What the task requires: A word-for-word copy of the data is what's wanted; pictures stay out of it.

[Natural language region descriptions]
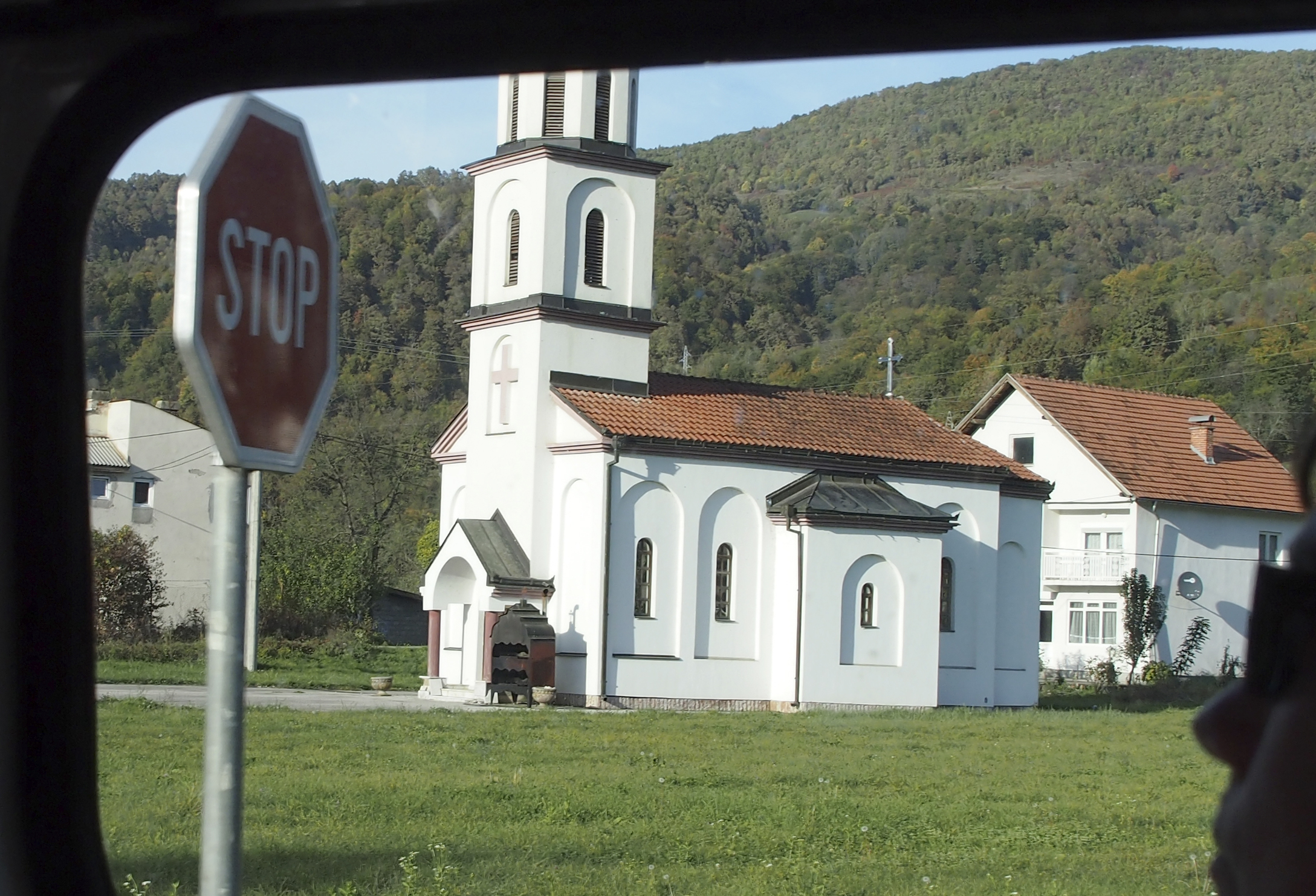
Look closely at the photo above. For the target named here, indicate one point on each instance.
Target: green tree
(128, 585)
(1144, 615)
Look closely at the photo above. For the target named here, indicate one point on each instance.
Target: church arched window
(601, 105)
(516, 106)
(554, 105)
(594, 249)
(514, 248)
(723, 585)
(948, 595)
(644, 578)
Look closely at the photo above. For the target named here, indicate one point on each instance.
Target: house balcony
(1078, 568)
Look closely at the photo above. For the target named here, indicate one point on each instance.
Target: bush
(128, 585)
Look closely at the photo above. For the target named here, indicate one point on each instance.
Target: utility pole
(890, 361)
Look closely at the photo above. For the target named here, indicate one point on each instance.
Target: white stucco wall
(174, 457)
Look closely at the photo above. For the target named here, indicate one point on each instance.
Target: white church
(694, 542)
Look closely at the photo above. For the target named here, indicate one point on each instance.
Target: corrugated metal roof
(102, 453)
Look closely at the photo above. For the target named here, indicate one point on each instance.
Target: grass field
(282, 665)
(570, 802)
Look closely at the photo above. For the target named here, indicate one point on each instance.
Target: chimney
(1202, 437)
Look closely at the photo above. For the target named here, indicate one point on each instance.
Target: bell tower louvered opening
(554, 105)
(516, 106)
(514, 248)
(594, 249)
(601, 105)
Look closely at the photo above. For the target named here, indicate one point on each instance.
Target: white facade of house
(152, 470)
(577, 505)
(1095, 531)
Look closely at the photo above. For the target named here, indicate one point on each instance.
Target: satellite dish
(1190, 586)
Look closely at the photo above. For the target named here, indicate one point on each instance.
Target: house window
(554, 105)
(1022, 448)
(516, 106)
(1092, 622)
(594, 249)
(948, 595)
(723, 585)
(601, 105)
(644, 578)
(514, 248)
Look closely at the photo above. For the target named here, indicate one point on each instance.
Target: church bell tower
(561, 279)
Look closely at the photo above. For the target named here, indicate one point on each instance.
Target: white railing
(1084, 566)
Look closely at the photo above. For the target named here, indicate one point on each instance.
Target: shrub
(128, 585)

Written solution:
Look closely at the photo above. For the target named here, indicate one point on each instance.
Target: green tree
(128, 585)
(1144, 615)
Look closely at the photo above. For the target named here, indicate one point on each instance.
Target: church arched window
(601, 105)
(516, 106)
(554, 105)
(594, 249)
(514, 248)
(723, 585)
(948, 595)
(644, 578)
Look closely at the photo above. For the target named here, indicate one point on each instance.
Target: house balcony
(1078, 568)
Look closely at the photo above. For the target named here, indicate one point on each instance.
Target: bush
(128, 585)
Look closely at the photo above. For the target named here, indicate one point on each instance.
Target: utility pole
(890, 361)
Look closely at the photo above. For the target named here, indicate one point on each instance.
Target: white stucco wall
(174, 457)
Look closely at the photo above. For the target named here, indicate one point on each instance.
Target: white church
(694, 542)
Look closely at the photo above. For the target named here, indicate one point on each instance.
Target: corrugated metal roof
(102, 453)
Look closely at the photo above. For the target named here, indicate one point on each instance.
Target: grass field
(282, 665)
(570, 802)
Look closely at the photo above. For the target named here, indicate one point on each instance.
Target: chimney
(1202, 437)
Look closely at the photo above. For the target named here, indicate one point on each instance.
Target: bell tower louvered opening
(554, 105)
(516, 106)
(514, 248)
(594, 249)
(601, 105)
Look closely at the photo above. For the target named here, indicate one point on each instance.
Target: white facade of house
(152, 470)
(577, 505)
(1095, 531)
Look closely at the photo above. For the target named here, indicate one point on each instance.
Target: satellite dish
(1190, 586)
Look closely at the photo above. For the target named here, indicate one point on each instance.
Target: house window
(554, 105)
(1022, 448)
(516, 106)
(1092, 622)
(594, 249)
(948, 595)
(723, 585)
(601, 105)
(644, 578)
(514, 248)
Look closely at the photo above. For the target named here, indicate one point on each instance.
Target: church bell tower
(561, 279)
Look closely at the photo above. For the target named here, indicate one point on each instance.
Target: white railing
(1084, 566)
Look closely at the photo above. For the target named here, indicate one point on each instance.
Target: shrub
(128, 585)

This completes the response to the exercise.